■ **Texte source**:
· · · · ·

FAITS ET PROCEDURE La société PIERRE HENRY est titulaire d’un modèle de cantine déposé à l’Institut National de la Propriété Industrielle le 1er juillet 1994 et enregistré sous le n 943 877 (photographie n 1 du dépôt) et publié sous lé n 0378192 ; Ayant eu connaissance de ce que la société TEXERIC mettrait en vente des cantines qui reproduiraient les caractéristiques de son modèle, la société PIERRE HENRY a fait procéder le 22 septembre 1995 à une saisie contrefaçon dans les locaux de cette société, Boulevard de la Chapelle, après y avoir été autorisée par ordonnance ; C’est dans ces circonstances, que par exploit en date du 27 septembre 1995, la société PIERRE HENRY a assigné la société TEXERIC devant le tribunal de commerce de Paris en contrefaçon et en concurrence déloyale ; Elle sollicitait, outre les mesures habituelles d’interdiction sous astreinte, de confiscation et de publication, le paiement d’une indemnité provisionnelle de 500 000 francs à valoir sur son préjudice à déterminer par expertise, mesure par ailleurs requise ; Enfin elle réclamait sur le fondement de l’article 700 du nouveau Code de Procédure Civile paiement d’une somme de 40 000 francs ; La société TEXERIC concluait à la nullité du modèle faute de nouveauté et d’originalité et au rejet de l’ensemble des prétentions de la société PIERRE HENRY tout en demandant reconventionnellement la condamnation de cette société à lui payer la somme de 50 000 francs à titre de dommages et intérêts pour procédure abusive outre celle de 25 000 francs sur le fondement de l’article 700 du nouveau Code de Procédure Civile ; Le tribunal estimant que le modèle n’était pas original et ne méritait pas protection, qu’aucun acte de concurrence déloyale ne pouvait être imputé à la société TEXERIC et que cette dernière, assignée deux fois au cours de la même année pour des motifs similaires avait subi un préjudice moral et commercial a ;

- ordonné la radiation du modèle 0378192 faisant l’objet de la photographie n 1 dans la déclaration enregistrée à l’Institut National de la Propriété Industrielle le 18 juillet 1994 sous le n 94 3877
- débouté la société PIERRE HENRY de l’ensemble de ses demandes
- condamné celle-ci à payer à la société TEXERIC la somme de 50 000 francs à titre de dommages et intérêts avec exécution provisoire outre celle de 20 000 francs sur le fondement de l’article 700 du nouveau Code de Procédure Civile ; Appelante de cette décision, selon déclaration du 28 octobre 1996, la société PIERRE HENRY demande à la Cour de l’infirmer en toutes su dispositions et reprend ses

prétentions telles que formulées dans son exploit introductif d’instance et rappelées ci- dessus ; La société TEXERIC poursuit la confirmation du jugement tout en demandant à la Cour d’élever à la somme de 100 000 francs le montant des dommages et intérêts qui lui ont été accordés ; Par ailleurs elle réclame paiement d’une somme supplémentaire de 15 000 francs sur le fondement de l’article 700 du nouveau Code de Procédure Civile.

· · · · ·

■ **Section des données**:
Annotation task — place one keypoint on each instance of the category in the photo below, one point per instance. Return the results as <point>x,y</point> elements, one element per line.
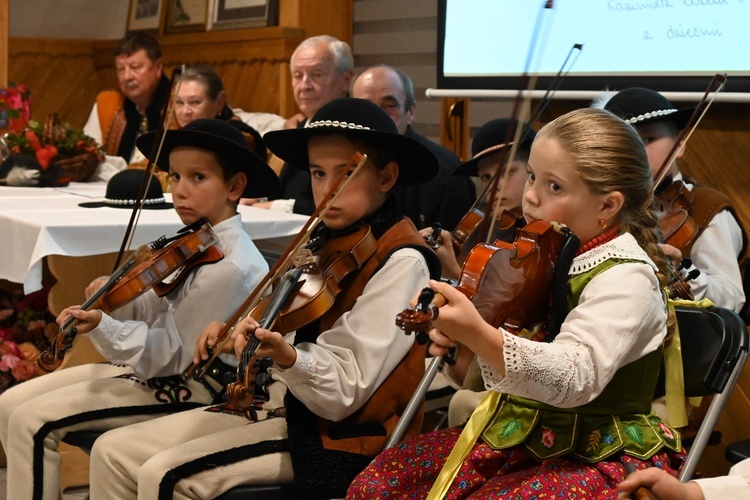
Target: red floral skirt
<point>409,469</point>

· · · · ·

■ **Votre tâche**: Recopiez sans rien changer le passage du texte source qui s'ouvre sur les mots contenant « prétentions telles que » et s'achève sur « de Procédure Civile. ».

■ **Réponse attendue**:
prétentions telles que formulées dans son exploit introductif d’instance et rappelées ci- dessus ; La société TEXERIC poursuit la confirmation du jugement tout en demandant à la Cour d’élever à la somme de 100 000 francs le montant des dommages et intérêts qui lui ont été accordés ; Par ailleurs elle réclame paiement d’une somme supplémentaire de 15 000 francs sur le fondement de l’article 700 du nouveau Code de Procédure Civile.